### EXERCISE:
Taking the line containing "Locate the coastline" as the first and the last line of the entries as the end, reproduce every line between them exactly, including both.

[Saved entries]

_ _ _ _ _ _ _

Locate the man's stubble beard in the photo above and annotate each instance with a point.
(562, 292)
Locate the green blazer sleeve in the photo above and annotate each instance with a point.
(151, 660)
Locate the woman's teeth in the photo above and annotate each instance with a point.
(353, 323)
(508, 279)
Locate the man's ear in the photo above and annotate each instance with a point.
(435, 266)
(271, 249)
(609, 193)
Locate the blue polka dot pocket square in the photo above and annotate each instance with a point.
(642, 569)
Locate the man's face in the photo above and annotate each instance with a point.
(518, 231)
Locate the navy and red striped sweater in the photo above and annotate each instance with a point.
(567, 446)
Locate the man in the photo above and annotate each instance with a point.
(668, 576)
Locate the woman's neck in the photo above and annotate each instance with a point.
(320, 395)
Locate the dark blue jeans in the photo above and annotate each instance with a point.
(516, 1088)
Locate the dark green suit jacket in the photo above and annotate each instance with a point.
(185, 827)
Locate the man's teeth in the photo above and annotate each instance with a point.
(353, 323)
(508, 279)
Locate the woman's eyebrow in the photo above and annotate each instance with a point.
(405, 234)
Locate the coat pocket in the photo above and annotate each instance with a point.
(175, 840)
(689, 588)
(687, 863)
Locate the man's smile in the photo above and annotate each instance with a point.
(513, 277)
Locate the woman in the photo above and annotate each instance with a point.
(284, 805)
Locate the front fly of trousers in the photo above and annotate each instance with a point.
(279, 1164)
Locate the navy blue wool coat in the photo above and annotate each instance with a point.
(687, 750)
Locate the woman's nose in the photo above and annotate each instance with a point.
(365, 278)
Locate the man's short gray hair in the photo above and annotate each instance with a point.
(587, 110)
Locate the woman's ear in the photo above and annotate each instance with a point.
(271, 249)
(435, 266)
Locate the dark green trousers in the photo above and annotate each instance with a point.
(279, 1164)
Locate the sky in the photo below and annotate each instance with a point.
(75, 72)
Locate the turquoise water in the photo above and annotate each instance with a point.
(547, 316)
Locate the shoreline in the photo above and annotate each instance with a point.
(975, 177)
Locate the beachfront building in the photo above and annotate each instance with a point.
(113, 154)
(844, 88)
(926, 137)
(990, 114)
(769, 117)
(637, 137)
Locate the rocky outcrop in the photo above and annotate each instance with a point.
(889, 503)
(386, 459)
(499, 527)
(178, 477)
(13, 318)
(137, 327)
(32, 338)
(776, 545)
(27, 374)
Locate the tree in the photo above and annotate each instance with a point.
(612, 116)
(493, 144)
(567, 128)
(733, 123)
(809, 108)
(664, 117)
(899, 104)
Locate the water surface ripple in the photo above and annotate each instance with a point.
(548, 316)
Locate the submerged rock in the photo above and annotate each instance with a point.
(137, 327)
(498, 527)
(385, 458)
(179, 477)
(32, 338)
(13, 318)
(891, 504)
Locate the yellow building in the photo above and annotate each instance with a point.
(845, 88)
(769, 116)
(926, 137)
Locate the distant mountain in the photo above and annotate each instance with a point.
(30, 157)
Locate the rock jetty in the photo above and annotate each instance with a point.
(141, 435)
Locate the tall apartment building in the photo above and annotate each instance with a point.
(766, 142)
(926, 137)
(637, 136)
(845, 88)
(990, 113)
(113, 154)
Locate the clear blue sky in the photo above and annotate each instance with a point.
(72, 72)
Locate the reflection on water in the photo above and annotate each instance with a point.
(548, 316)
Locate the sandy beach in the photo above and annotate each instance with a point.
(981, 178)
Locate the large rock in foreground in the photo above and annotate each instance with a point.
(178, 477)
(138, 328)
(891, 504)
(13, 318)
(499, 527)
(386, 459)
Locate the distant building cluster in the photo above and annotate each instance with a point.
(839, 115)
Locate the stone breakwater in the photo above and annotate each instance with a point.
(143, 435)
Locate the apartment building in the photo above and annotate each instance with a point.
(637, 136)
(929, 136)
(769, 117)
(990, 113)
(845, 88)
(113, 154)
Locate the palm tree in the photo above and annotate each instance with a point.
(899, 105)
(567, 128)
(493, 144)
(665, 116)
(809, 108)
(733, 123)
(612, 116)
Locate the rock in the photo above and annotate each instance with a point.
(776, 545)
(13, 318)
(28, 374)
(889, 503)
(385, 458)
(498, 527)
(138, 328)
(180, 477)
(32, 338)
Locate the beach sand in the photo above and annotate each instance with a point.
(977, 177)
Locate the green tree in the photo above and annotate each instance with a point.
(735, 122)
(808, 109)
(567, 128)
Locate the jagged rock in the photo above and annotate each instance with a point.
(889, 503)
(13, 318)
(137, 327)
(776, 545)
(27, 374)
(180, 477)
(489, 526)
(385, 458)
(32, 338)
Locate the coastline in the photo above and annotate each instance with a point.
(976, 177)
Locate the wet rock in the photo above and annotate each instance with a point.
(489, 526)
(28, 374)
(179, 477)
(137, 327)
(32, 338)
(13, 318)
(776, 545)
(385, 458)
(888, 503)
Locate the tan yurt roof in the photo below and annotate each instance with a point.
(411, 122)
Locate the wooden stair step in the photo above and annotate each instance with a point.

_ _ _ _ _ _ _

### ANSWER:
Locate the coastline in the photo above and annotate each instance with a point.
(976, 177)
Locate the wet rock in the photo above and annotate each instance with a point.
(489, 526)
(28, 374)
(179, 477)
(137, 327)
(32, 338)
(13, 318)
(776, 545)
(385, 458)
(888, 503)
Locate the tan yurt roof in the photo below and annotate each instance with a point.
(411, 122)
Locate the wooden stair step in the photo above and annotate each instance with a point.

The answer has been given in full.